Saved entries
>>>>>

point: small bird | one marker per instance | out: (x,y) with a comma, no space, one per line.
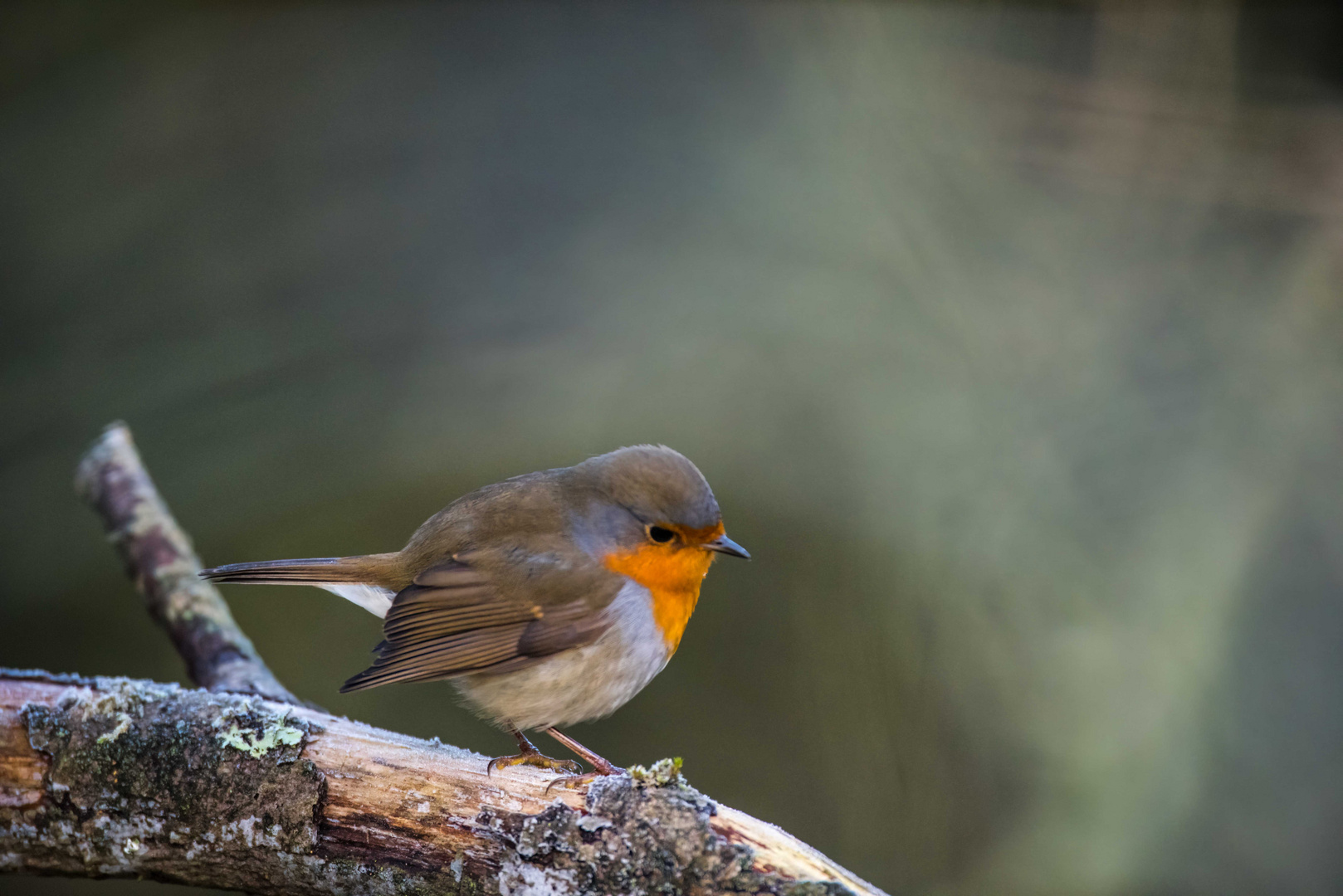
(547,599)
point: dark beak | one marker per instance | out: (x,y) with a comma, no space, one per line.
(723,544)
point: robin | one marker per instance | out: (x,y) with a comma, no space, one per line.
(547,599)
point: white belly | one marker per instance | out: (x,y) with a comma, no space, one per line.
(579,684)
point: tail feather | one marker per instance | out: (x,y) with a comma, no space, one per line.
(285,571)
(382,570)
(369,581)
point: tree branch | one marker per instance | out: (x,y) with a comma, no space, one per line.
(164,566)
(121,778)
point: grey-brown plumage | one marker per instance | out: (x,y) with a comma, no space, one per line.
(517,574)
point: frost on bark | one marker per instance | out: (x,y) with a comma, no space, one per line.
(239,787)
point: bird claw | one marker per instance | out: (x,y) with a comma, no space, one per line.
(538,759)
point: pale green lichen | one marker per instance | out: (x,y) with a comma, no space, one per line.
(274,733)
(123,727)
(662,774)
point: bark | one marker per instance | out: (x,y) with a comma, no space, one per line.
(239,787)
(161,562)
(121,778)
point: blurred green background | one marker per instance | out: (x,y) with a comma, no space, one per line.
(1008,334)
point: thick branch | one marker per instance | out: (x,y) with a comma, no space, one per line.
(120,778)
(160,559)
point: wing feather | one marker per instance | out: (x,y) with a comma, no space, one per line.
(454,621)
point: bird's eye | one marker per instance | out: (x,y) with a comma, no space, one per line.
(661,535)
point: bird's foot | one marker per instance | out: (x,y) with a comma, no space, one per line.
(601,767)
(574,782)
(538,759)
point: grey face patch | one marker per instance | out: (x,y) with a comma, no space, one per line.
(656,485)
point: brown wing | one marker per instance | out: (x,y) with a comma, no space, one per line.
(456,621)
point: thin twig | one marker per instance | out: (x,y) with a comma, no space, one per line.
(160,561)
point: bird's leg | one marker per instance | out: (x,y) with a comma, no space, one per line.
(601,767)
(530,755)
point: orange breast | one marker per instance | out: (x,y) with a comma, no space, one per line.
(672,577)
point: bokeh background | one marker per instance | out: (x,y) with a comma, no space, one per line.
(1008,334)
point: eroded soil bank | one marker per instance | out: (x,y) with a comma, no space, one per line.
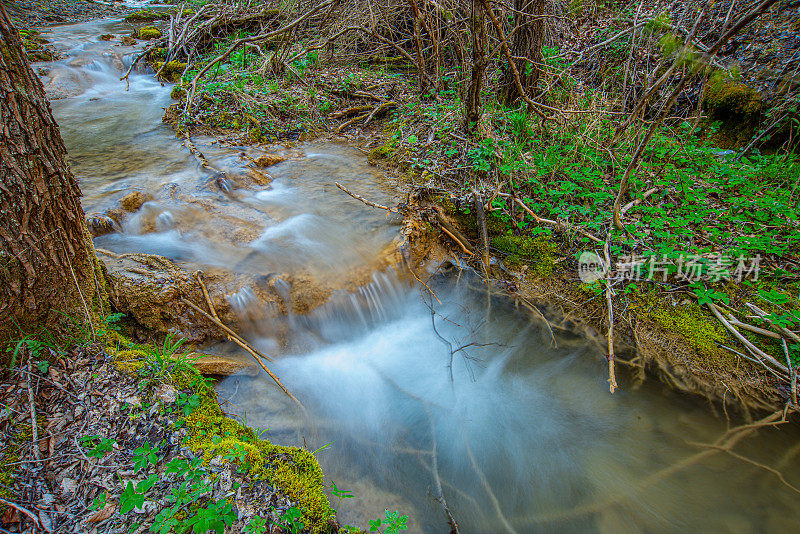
(430,388)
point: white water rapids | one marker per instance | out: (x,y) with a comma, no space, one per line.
(416,395)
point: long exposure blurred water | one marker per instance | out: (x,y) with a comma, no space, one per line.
(458,394)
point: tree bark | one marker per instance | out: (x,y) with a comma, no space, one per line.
(474,107)
(47,260)
(526,44)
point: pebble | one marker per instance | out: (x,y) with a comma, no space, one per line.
(45,12)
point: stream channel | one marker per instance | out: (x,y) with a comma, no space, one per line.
(463,395)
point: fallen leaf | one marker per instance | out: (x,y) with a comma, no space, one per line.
(102,515)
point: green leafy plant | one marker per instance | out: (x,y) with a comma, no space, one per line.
(392,523)
(188,403)
(341,494)
(99,445)
(292,520)
(256,525)
(145,456)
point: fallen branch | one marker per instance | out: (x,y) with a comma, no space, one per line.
(550,221)
(342,127)
(244,40)
(637,201)
(253,352)
(380,109)
(232,336)
(364,200)
(746,342)
(453,233)
(785,331)
(341,114)
(612,378)
(33,517)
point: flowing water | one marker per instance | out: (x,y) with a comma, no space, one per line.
(417,396)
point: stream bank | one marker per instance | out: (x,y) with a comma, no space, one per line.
(409,388)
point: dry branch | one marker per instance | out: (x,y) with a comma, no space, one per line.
(362,199)
(253,352)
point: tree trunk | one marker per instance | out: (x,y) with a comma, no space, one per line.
(47,262)
(474,107)
(526,44)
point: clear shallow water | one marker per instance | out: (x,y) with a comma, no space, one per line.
(524,435)
(117,145)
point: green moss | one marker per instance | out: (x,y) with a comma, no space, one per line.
(537,251)
(294,471)
(379,153)
(177,93)
(149,32)
(157,53)
(725,97)
(689,320)
(146,15)
(172,70)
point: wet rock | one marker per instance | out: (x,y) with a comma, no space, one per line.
(166,393)
(147,507)
(149,32)
(268,160)
(224,366)
(133,201)
(100,224)
(68,486)
(64,84)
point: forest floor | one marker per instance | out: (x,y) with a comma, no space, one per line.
(548,189)
(706,235)
(117,437)
(33,13)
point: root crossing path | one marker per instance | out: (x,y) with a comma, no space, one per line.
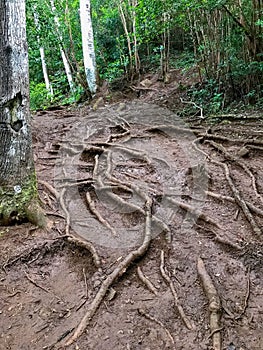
(156,240)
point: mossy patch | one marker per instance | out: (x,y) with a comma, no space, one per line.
(16,202)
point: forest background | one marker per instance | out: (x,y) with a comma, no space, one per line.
(221,39)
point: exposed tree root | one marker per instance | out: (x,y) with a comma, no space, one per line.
(222,240)
(118,272)
(76,240)
(194,104)
(229,156)
(182,314)
(63,206)
(99,216)
(214,304)
(238,198)
(146,281)
(171,128)
(228,139)
(195,212)
(246,298)
(51,189)
(223,198)
(153,319)
(79,242)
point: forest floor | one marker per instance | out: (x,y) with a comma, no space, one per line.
(155,237)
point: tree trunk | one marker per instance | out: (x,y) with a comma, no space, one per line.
(62,51)
(88,45)
(42,55)
(17,176)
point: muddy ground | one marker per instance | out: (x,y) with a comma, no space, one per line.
(129,185)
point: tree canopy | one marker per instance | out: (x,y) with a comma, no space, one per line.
(222,38)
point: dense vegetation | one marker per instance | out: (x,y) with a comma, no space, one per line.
(222,39)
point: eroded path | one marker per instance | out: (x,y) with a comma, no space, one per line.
(152,217)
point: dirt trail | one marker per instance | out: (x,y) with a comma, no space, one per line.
(132,186)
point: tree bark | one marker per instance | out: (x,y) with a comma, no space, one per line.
(88,45)
(17,175)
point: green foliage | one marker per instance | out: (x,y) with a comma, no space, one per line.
(39,96)
(223,38)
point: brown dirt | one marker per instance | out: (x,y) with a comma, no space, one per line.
(48,283)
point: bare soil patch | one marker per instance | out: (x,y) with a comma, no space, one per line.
(131,186)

<<<<<

Write out each line again precisely as it appears, skipping every picture.

point: small bird | one marker per instance | out: (x,y) with a comma, no space, one per line.
(547,599)
point: dark beak | one marker per instance | out: (x,y) with a comma, no space, one per line.
(723,544)
point: robin | one marker per instance | out: (x,y) with a comma, no space, one per line.
(547,599)
point: white belly | one marker per instance | out: (x,y) with a comma, no space, one per line.
(579,684)
point: tail feather | one marker per instance | out: (x,y) with a comma, no space, one per line.
(285,571)
(382,570)
(369,581)
point: tree branch | one marker per instance | out: (x,y) with a comma, no space, one per line.
(164,566)
(121,778)
point: grey-brown plumage | one marker per instance | out: (x,y) with a comma, no space, one per line.
(517,574)
point: frost on bark | one marker per instance | out: (x,y) with a comma, no space, one per line.
(239,787)
point: bird claw | one marker per instance | out: (x,y) with a comma, no space, one per line.
(538,759)
point: pale green lichen | one marker per instance | out: (x,y) with a comma, no space, one per line.
(274,733)
(123,727)
(662,774)
point: bark | one marker per instance | out: (x,y) with a comma, no space, one per line.
(239,787)
(161,562)
(121,778)
point: blurred green background | one marker per instance | out: (x,y) with a comma, no space, one per line.
(1008,334)
point: thick branch | one marker per instance | out: (x,y) with a comma, no space, one per line.
(120,778)
(160,559)
point: wing feather | one marker per instance | out: (x,y) with a comma, no space, one per line.
(454,621)
point: bird's eye | one marker per instance | out: (x,y) with a comma, no space, one per line.
(661,535)
point: bird's foot | one marker per instance | out: (x,y) with a comma, no space, one per line.
(601,767)
(574,782)
(538,759)
point: grey face patch | one marker per instance | out: (x,y) with a comma, no space, one per line.
(656,485)
point: brown wing | one marker per instance | out: (x,y) with a comma, no space, one per line.
(456,621)
point: thin twig | one marker per instance | out: (x,y) with a comma, no space, one per line.
(160,561)
point: bird's leg | one marker per instance | out: (x,y) with a comma, no space, one per line.
(601,767)
(530,755)
point: orange breast | one marker per instance | out: (x,y) with a comma, no space, one per line.
(672,577)
point: bokeh background | one marker per instance | out: (x,y) with a comma, no space, one per line.
(1008,334)
point: eroded soil bank | one marker per instance | out: (x,y) with a comma, no space, one per line.
(430,388)
point: white water rapids | one marker per instance | out: (x,y) with a comma, no space, one per line.
(416,395)
point: long exposure blurred water | one marker per instance | out: (x,y) with a comma, no space, one per line.
(458,394)
point: tree bark | one marker per instance | out: (x,y) with a comma, no space, one per line.
(474,107)
(47,260)
(526,44)
point: pebble | one marker per instance | out: (x,y) with a comma, no space, one per line.
(45,12)
point: stream channel | one marker per instance | out: (x,y) with a comma, no space, one per line.
(463,395)
point: fallen leaf | one marker per instance | out: (x,y) with a comma, no space, one per line.
(102,515)
point: green leafy plant | one marker per instance | out: (x,y) with a comma, no space, one per line.
(392,523)
(188,403)
(341,494)
(99,445)
(292,520)
(256,525)
(145,456)
point: fallen branch | one marker per instance | out: (x,y) with a comma, no space, one per line.
(550,221)
(342,127)
(244,40)
(637,201)
(253,352)
(380,109)
(232,336)
(364,200)
(746,342)
(453,233)
(785,331)
(341,114)
(612,378)
(33,517)
point: flowing water | one marker per instance | out: (x,y) with a comma, no space, one per line.
(417,396)
point: stream bank | one marker per instance | out: (x,y) with a comma, no space, one per line.
(409,388)
point: dry branch | one marker per instance | out: (x,y) with a comma, no space, one per line.
(362,199)
(253,352)
point: tree trunk | one marker per instance | out: (x,y) with a comma, no space, one per line.
(47,262)
(474,107)
(526,44)
point: clear shallow water | one marker per instance | out: (x,y) with a comma, no space, one per line.
(524,435)
(117,145)
point: green moss | one marker per instance | out: (x,y) with a comma, no space, one per line.
(537,251)
(294,471)
(379,153)
(177,93)
(149,32)
(157,53)
(725,97)
(689,320)
(146,15)
(172,70)
point: wet rock | one marker per instance | out: (x,y) with a comma, no space, one per line.
(166,393)
(147,507)
(149,32)
(268,160)
(224,366)
(133,201)
(100,224)
(68,486)
(64,84)
point: forest floor | one marker per instance | out: (x,y) with a comma, no space, one per line.
(548,189)
(706,235)
(117,437)
(33,13)
point: root crossing path | one marker per instance | out: (x,y) with a comma, no space, one per line.
(156,240)
point: mossy patch | one marker per instance | out: (x,y) with a comma, no space, one per line.
(16,202)
point: forest background | one marker per instance | out: (x,y) with a comma, no space, one per line.
(221,39)
point: exposed tree root | one marker per instance | out: (x,y) with a comma, no space, one per line.
(222,240)
(118,272)
(76,240)
(194,104)
(229,156)
(182,314)
(63,206)
(99,216)
(214,304)
(238,198)
(146,281)
(171,128)
(228,139)
(195,212)
(246,298)
(51,189)
(223,198)
(153,319)
(79,242)
point: forest floor | one marker per instance | out: (x,y) with a comma, no space, one per line.
(155,237)
point: tree trunk | one marker per instance | out: (x,y) with a comma, no space, one per line.
(62,51)
(88,45)
(42,55)
(17,176)
point: muddy ground | one marker per instance | out: (x,y) with a comma, no space, one per line.
(129,185)
point: tree canopy | one marker per instance | out: (x,y) with a comma, no space, one per line.
(222,38)
point: dense vegetation | one marker per instance | out: (x,y) with a comma, no space, one per line.
(222,39)
point: eroded path | one marker per instance | out: (x,y) with a comma, no space, one per line.
(152,217)
point: dirt trail | one marker per instance | out: (x,y) with a comma, no space, one per line.
(132,186)
point: tree bark | one marker per instance | out: (x,y) with a comma, no space, one per line.
(88,45)
(17,175)
point: green foliage | one marker per instance | out: (x,y) with a comma, no space, one per line.
(39,96)
(223,38)
point: brown dirt | one marker per instance | out: (x,y) with a comma, no space, one per line.
(48,283)
point: bare soil patch | one marker per instance | out: (x,y) with a comma, no space, one per line.
(131,186)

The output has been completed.